**THE PROBLEM**
The answer is all of the data repeated exactly, with each picture omitted.

[STORED DATA — start]

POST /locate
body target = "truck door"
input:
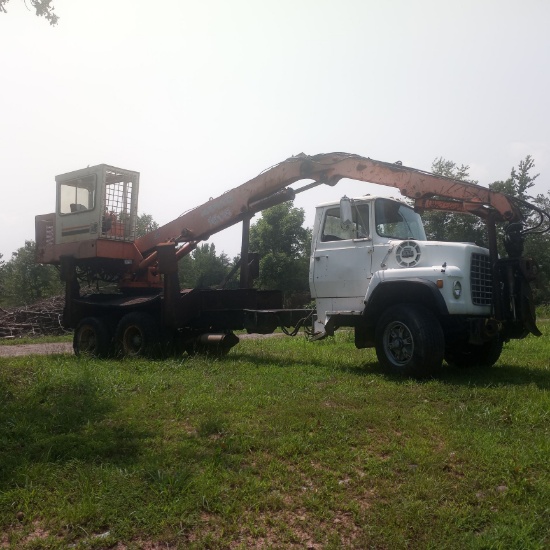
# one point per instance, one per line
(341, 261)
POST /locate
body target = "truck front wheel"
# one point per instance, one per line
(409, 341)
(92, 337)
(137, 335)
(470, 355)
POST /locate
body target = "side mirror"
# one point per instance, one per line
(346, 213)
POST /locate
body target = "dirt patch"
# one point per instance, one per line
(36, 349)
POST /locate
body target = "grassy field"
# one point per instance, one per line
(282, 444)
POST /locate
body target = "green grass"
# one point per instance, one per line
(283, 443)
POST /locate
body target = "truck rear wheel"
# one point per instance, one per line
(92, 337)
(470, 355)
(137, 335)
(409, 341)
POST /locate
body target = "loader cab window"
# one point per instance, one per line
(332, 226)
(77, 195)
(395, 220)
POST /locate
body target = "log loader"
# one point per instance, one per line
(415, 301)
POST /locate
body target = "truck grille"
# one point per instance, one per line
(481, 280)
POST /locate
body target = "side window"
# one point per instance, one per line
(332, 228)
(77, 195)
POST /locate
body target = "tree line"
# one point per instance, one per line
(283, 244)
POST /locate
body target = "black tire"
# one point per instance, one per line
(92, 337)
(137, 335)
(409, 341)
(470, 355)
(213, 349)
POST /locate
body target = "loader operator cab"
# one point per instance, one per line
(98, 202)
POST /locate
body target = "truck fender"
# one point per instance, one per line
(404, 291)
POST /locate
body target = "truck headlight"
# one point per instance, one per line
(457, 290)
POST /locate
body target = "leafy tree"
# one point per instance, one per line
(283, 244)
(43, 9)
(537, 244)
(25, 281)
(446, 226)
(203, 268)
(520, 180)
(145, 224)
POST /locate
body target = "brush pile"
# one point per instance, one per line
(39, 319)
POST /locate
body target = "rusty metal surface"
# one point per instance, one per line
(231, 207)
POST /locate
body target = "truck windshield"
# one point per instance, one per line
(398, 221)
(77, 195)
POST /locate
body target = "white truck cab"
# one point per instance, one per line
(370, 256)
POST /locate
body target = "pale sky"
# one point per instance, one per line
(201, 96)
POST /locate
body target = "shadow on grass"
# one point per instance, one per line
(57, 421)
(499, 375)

[STORED DATA — finish]

**TASK SOLUTION**
POST /locate
body target = "truck door"
input:
# one point per instance, one per line
(341, 261)
POST /locate
body target = "truck front wheel"
# one point per instance, one per line
(409, 341)
(92, 337)
(137, 335)
(470, 355)
POST /locate
body target = "side mirror"
# one point per instance, one per line
(346, 213)
POST /locate
body target = "dirt patch"
# one point per instance, one per line
(36, 349)
POST /locate
body target = "grassy field"
# one point per instance, one per line
(282, 444)
POST /locate
body target = "green grass"
# one point per instance, one per line
(283, 443)
POST /locate
body target = "truck rear wheel"
# one point per instance, one per line
(92, 337)
(470, 355)
(137, 335)
(409, 341)
POST /locate
body target = "loader cab window"
# one point per instance, one per line
(332, 226)
(77, 195)
(395, 220)
POST /locate
body target = "log loader"
# one point per instance, one per line
(415, 301)
POST /locate
body target = "truck grille"
# one point per instance, one per line
(481, 280)
POST /locate
body target = "side window"
# one point per instance, one per line
(332, 228)
(77, 195)
POST /locate
body target = "tree line"
# one point per instance, one per line
(283, 244)
POST /locate
body target = "black tire"
# one point per instance, one per line
(92, 337)
(137, 335)
(409, 341)
(470, 355)
(213, 349)
POST /locate
body target = "loader operator cab"
# one point per instance, one per line
(98, 202)
POST /locate
body target = "truck fender"
# one point per instance, one per line
(404, 291)
POST /locate
body target = "truck headlight"
# one point per instance, one per line
(457, 290)
POST /locate
body target = "leafy tree"
# one point per instance, one per line
(283, 244)
(43, 9)
(537, 244)
(25, 281)
(446, 226)
(203, 268)
(520, 180)
(145, 224)
POST /locate
body target = "brush pile"
# one point per instance, one per line
(39, 319)
POST /locate
body target = "rusty metal surface"
# one point per instance, one per line
(231, 207)
POST /locate
body target = "truck windshield"
# one point per instance, one per line
(398, 221)
(77, 195)
POST /locate
body target = "white truck cab"
# one point per instance, one per line
(370, 256)
POST /locate
body target = "pale sky"
# one point per instance, one per line
(201, 96)
POST /locate
body target = "shadow on grass"
# one point per instance, one per line
(57, 421)
(499, 375)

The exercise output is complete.